*What is needed*.
Output the part of the data that opens with the line containing "Question: can you spot any wooden chalet" and closes with the line containing "[41, 202, 321, 237]", both ends included, as a numbered list with blank lines omitted.

___ Records shown ___

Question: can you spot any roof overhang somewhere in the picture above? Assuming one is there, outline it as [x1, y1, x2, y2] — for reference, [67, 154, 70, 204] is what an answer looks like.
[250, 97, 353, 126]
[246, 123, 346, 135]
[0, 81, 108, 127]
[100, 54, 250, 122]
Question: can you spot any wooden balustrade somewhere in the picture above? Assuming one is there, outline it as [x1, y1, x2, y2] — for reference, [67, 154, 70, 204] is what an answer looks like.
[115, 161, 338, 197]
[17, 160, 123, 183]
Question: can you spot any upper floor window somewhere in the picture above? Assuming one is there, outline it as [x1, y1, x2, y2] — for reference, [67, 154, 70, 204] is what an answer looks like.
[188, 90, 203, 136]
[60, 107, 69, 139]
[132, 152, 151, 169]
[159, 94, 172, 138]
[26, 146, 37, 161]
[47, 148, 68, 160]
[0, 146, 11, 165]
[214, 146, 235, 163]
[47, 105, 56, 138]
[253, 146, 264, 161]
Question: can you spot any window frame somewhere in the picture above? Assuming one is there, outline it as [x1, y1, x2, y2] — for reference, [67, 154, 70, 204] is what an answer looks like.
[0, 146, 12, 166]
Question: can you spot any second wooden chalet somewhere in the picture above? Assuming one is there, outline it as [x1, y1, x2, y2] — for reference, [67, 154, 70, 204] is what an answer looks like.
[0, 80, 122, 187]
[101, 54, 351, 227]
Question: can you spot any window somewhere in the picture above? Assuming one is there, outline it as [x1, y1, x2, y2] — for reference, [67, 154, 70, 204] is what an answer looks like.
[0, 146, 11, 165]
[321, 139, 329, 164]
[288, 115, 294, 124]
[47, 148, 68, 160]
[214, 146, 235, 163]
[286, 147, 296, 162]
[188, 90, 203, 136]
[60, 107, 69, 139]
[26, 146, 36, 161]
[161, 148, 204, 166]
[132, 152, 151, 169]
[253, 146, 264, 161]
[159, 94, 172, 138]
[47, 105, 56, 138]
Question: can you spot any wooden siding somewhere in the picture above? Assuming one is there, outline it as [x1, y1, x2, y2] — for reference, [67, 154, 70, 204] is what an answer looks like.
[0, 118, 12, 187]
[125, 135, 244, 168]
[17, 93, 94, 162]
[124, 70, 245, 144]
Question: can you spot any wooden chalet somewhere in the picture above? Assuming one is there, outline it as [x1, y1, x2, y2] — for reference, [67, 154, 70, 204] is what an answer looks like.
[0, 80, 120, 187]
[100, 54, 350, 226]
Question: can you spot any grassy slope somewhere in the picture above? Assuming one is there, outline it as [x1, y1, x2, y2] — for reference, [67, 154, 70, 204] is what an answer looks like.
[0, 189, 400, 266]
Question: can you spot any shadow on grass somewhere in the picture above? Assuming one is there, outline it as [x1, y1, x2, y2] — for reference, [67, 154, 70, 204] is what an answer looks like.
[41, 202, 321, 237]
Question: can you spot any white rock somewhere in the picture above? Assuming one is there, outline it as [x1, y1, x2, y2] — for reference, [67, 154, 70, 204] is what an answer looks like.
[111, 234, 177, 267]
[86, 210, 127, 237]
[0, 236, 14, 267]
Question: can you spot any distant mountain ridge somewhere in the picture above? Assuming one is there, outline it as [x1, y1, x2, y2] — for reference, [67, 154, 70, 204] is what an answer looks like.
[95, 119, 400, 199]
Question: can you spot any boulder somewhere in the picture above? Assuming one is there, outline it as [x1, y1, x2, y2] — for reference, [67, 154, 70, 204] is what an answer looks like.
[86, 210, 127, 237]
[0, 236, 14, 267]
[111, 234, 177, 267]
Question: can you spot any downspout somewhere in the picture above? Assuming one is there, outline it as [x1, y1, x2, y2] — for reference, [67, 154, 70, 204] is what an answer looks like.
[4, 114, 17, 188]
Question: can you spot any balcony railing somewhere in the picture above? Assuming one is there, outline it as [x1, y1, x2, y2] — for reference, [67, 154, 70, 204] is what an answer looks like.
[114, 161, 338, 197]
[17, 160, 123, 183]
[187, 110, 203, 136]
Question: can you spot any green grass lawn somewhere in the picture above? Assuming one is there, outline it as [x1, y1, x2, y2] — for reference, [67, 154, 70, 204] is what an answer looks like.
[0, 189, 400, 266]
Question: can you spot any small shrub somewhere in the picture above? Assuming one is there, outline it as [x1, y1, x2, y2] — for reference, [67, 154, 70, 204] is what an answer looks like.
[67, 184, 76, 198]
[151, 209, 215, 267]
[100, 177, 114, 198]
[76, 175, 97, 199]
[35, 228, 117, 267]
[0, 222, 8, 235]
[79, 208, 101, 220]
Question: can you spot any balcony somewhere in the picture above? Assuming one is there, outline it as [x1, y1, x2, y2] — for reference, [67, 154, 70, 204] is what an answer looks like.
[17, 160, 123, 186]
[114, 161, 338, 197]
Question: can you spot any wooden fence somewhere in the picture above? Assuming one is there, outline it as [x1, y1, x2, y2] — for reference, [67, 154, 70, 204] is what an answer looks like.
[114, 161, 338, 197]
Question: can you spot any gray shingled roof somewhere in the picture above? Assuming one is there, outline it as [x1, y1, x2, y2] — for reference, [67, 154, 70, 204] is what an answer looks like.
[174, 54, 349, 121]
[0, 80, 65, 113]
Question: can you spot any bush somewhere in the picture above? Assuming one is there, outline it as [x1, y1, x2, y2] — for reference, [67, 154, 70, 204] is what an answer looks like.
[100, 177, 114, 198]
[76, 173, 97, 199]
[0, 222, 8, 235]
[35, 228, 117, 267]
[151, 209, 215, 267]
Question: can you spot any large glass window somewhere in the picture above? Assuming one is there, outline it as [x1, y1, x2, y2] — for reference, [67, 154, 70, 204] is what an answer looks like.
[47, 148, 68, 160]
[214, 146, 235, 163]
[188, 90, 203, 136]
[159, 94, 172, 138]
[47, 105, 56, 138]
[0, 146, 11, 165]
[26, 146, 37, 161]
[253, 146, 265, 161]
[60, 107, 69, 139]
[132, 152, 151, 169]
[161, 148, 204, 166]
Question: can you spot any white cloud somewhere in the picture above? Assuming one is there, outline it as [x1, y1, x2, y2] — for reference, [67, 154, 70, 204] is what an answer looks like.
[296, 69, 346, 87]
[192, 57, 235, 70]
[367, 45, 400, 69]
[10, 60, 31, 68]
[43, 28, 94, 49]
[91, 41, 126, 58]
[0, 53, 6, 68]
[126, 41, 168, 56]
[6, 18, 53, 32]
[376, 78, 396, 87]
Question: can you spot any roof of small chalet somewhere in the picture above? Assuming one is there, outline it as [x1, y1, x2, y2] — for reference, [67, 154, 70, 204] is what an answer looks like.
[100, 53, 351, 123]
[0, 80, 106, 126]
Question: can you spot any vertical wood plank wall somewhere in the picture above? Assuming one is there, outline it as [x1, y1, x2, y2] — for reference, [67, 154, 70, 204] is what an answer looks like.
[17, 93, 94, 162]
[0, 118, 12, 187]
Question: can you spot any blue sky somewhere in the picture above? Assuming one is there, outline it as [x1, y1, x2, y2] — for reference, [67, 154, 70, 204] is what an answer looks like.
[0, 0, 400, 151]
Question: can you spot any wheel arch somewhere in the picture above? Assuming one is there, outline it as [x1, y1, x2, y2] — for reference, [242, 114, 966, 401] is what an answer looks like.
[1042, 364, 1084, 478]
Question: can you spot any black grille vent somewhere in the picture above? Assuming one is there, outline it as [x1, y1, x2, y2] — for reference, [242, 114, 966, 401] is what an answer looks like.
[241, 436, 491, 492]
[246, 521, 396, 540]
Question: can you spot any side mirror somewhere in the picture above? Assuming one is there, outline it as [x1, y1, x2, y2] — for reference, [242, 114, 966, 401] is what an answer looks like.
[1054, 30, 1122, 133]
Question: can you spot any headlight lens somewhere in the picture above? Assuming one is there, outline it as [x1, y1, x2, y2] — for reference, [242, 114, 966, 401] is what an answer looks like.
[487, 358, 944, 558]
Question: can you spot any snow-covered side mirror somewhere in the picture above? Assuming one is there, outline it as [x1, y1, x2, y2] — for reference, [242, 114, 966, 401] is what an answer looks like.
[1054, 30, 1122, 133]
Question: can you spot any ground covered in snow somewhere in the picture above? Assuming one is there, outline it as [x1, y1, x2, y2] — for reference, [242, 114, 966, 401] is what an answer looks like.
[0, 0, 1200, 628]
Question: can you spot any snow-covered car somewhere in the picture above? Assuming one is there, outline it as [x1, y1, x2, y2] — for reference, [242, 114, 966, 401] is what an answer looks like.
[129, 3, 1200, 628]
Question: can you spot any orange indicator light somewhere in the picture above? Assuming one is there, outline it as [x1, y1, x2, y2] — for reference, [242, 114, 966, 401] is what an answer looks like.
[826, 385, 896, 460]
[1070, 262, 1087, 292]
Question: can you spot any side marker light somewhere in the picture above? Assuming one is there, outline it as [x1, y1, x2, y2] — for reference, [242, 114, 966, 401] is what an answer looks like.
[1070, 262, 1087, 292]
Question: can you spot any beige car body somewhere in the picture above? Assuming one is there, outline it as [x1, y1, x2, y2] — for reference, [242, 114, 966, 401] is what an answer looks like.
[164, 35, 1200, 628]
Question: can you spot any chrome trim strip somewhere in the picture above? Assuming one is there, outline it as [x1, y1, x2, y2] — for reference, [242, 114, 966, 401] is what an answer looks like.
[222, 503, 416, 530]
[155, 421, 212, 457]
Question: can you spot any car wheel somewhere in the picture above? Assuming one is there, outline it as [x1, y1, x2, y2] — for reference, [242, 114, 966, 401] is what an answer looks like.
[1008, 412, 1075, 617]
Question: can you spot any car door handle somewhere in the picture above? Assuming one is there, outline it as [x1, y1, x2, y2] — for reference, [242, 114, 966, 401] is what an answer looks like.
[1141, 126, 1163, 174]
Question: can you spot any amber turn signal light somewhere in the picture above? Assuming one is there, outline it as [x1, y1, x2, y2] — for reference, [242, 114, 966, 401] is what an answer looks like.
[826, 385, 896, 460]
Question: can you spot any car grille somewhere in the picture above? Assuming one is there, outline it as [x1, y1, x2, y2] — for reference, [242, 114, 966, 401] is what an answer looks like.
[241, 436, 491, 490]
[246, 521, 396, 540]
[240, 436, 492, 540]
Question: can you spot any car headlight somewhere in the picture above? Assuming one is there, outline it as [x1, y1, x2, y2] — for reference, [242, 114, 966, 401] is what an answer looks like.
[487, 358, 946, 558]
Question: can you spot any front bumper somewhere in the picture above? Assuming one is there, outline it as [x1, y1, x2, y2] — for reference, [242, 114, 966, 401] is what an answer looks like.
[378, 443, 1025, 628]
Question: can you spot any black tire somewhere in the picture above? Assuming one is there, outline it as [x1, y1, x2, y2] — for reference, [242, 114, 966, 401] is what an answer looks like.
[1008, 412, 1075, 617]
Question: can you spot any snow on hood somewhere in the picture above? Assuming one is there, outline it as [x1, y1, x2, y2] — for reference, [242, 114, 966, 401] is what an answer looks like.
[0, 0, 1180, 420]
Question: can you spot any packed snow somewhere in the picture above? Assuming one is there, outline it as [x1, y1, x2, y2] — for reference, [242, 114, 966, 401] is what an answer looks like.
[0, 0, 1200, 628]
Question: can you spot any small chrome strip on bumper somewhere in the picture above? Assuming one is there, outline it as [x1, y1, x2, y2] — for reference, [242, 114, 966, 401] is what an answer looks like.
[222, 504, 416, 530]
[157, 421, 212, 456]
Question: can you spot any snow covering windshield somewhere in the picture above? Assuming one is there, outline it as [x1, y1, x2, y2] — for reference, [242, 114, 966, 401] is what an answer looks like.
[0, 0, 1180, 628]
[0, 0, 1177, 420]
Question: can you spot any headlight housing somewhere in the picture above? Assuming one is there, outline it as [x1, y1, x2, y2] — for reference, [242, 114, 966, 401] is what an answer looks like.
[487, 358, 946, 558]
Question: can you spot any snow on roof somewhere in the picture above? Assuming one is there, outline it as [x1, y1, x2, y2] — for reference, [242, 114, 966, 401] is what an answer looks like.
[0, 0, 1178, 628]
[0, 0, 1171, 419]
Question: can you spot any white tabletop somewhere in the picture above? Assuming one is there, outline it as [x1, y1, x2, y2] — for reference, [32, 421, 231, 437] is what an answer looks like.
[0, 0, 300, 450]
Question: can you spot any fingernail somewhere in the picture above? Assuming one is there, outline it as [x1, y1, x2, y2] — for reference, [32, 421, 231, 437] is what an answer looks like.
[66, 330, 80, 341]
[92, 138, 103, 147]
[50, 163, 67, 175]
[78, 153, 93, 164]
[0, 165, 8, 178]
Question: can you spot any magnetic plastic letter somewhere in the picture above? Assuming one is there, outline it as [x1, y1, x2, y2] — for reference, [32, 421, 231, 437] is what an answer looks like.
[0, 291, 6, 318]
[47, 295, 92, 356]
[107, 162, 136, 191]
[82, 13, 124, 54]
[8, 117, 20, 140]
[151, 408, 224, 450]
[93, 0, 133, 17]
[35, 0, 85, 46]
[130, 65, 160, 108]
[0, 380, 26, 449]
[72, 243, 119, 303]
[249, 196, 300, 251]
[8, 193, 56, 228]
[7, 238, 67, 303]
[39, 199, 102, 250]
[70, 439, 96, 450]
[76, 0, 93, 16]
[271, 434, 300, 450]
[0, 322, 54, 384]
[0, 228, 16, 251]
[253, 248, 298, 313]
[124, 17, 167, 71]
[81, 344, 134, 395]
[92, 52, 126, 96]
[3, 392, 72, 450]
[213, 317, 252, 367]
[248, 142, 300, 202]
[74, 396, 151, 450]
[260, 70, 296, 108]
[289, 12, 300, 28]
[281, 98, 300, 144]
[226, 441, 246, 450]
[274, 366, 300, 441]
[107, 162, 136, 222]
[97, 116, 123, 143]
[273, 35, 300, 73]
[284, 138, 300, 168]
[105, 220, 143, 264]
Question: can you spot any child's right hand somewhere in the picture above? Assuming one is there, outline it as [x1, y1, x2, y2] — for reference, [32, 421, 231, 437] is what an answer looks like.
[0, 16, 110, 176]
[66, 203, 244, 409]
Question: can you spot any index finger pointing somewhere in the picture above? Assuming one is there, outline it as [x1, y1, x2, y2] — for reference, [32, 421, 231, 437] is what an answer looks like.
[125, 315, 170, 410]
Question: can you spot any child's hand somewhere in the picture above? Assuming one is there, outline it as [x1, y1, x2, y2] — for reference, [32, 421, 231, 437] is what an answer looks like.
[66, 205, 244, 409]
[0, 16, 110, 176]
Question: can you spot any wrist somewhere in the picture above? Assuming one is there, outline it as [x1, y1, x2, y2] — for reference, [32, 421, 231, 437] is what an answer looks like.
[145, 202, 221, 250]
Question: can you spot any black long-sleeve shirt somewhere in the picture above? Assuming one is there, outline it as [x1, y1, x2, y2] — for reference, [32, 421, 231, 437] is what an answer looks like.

___

*Answer below*.
1. Question: can you spot any wooden chalet somewhere in the picture above? Assuming one is there, outline it as [x1, y1, x2, y2] — for reference, [67, 154, 70, 204] is what an answer looks like.
2. [0, 80, 120, 187]
3. [100, 54, 350, 226]
4. Question: can you spot any grassy slope somewhere in the picture above? Assuming one is there, outline it as [x1, y1, x2, y2] — for reference, [67, 154, 70, 204] is what an answer looks like.
5. [0, 189, 400, 266]
6. Question: can you spot any shadow on grass somewhere in the picture above? Assuming one is there, outline it as [x1, y1, x2, y2] — for reference, [67, 154, 70, 204] is what an answer looks like.
7. [41, 202, 321, 237]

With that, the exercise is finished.